SET PROBLEM: Please quote each of the records below word for word, leaving every line unchanged.

STORED DATA:
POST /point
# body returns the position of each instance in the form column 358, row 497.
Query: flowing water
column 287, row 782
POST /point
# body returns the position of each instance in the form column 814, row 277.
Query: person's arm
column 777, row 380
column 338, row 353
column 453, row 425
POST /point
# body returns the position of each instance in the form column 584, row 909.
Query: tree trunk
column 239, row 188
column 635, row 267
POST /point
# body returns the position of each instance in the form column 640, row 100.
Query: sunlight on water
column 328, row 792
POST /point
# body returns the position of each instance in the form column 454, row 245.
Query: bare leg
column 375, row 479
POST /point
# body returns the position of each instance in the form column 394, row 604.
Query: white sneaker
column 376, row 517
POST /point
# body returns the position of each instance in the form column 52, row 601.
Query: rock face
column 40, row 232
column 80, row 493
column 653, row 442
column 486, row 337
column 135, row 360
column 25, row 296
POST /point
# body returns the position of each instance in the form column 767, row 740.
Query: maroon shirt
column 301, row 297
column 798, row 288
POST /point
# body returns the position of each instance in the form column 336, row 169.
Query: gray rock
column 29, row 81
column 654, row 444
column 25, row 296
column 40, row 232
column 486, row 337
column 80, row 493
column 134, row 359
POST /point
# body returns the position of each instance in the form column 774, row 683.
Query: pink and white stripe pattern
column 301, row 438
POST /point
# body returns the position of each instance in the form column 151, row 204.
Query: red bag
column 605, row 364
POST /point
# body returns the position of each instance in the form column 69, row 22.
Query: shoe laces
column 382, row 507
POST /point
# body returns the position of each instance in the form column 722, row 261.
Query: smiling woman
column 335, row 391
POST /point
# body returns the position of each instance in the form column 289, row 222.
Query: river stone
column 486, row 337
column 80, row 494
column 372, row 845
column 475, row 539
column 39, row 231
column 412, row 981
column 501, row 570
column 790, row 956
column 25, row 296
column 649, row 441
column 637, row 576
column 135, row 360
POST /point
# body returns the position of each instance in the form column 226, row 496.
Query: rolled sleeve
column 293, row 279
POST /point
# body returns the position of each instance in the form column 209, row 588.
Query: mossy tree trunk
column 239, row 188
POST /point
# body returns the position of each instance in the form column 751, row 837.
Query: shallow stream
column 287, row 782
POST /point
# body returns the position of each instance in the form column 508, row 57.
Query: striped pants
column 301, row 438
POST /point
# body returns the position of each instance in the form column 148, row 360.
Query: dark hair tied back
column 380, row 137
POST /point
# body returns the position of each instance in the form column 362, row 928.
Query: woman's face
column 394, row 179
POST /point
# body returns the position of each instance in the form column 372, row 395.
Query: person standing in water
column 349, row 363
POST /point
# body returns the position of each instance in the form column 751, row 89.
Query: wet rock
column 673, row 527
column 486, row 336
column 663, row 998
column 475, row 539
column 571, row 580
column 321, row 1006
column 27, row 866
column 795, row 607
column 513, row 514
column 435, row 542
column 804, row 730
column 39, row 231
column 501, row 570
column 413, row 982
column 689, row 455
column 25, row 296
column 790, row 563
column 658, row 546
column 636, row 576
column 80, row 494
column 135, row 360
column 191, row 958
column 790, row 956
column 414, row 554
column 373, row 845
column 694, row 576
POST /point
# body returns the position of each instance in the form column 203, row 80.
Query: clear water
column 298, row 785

EXPECTED ANSWER:
POST /point
# body returns the position of each instance in the form column 358, row 497.
Query: flowing water
column 287, row 782
POST /point
# body returns the position of each instance in the form column 814, row 277.
Query: person's arm
column 777, row 380
column 338, row 353
column 453, row 425
POST /point
# body returns the position of each instance in the form column 584, row 909.
Query: tree trunk
column 239, row 188
column 635, row 267
POST /point
# body returns the position of each instance in the form column 640, row 100.
Query: sunlight on water
column 328, row 792
POST /point
# body returns the position of each instance in the form column 454, row 245.
Query: bare leg
column 375, row 479
POST /point
# body returns the position of each instance in the form column 394, row 604.
Query: white sneaker
column 376, row 517
POST /point
# body returns the position of each instance in the form column 52, row 601.
Query: rock face
column 40, row 232
column 80, row 493
column 653, row 442
column 486, row 337
column 135, row 360
column 25, row 296
POST /point
# body returns the position of each instance in the form column 767, row 740.
Query: maroon shirt
column 301, row 297
column 798, row 288
POST /point
# body returns the position of each instance in the form column 336, row 169.
Query: gray rock
column 29, row 81
column 654, row 444
column 25, row 296
column 40, row 232
column 486, row 337
column 80, row 493
column 134, row 359
POST /point
# body returns the position of each instance in the form column 774, row 683.
Query: pink and white stripe pattern
column 301, row 438
POST /point
# body returns the position of each instance in the form column 151, row 204.
Query: red bag
column 605, row 364
POST /point
# body returns the position of each instance in the form column 69, row 22.
Query: shoe laces
column 382, row 507
POST /point
# body returns the position of each instance in the form column 722, row 261.
Query: smiling woman
column 335, row 391
POST /point
# body returns the position of each instance in the form column 289, row 222.
Query: river stone
column 486, row 337
column 80, row 494
column 372, row 845
column 475, row 539
column 39, row 231
column 412, row 981
column 501, row 570
column 790, row 956
column 25, row 296
column 649, row 441
column 637, row 576
column 135, row 360
POST /point
# body returns the position of each instance in the form column 226, row 496.
Query: rolled sleeve
column 293, row 279
POST /point
# body returns the position of each instance in the form column 209, row 588.
Query: mossy tree trunk
column 239, row 188
POST /point
# body returns the position of each instance in the form column 751, row 837.
Query: shallow stream
column 287, row 782
POST /point
# body returns the position of each instance in the form column 508, row 57.
Query: striped pants
column 301, row 438
POST /point
# body returns the position of each instance in the form column 148, row 360.
Query: dark hair tied back
column 380, row 137
POST /point
# body returns the position of each instance in the form column 362, row 928.
Query: woman's face
column 394, row 179
POST /point
# body returns the position of each instance in the form column 372, row 395.
Query: person standing in water
column 349, row 363
POST /point
# body returns the position of each instance in the form column 751, row 89.
Query: wet rock
column 673, row 527
column 486, row 336
column 663, row 998
column 475, row 539
column 571, row 580
column 321, row 1006
column 27, row 866
column 795, row 607
column 513, row 514
column 435, row 542
column 804, row 730
column 39, row 231
column 501, row 570
column 413, row 982
column 689, row 455
column 25, row 296
column 790, row 563
column 658, row 546
column 636, row 576
column 80, row 494
column 135, row 360
column 191, row 958
column 790, row 956
column 414, row 554
column 373, row 845
column 694, row 576
POST /point
# body returns the position of each instance in the form column 203, row 80.
Query: clear water
column 298, row 785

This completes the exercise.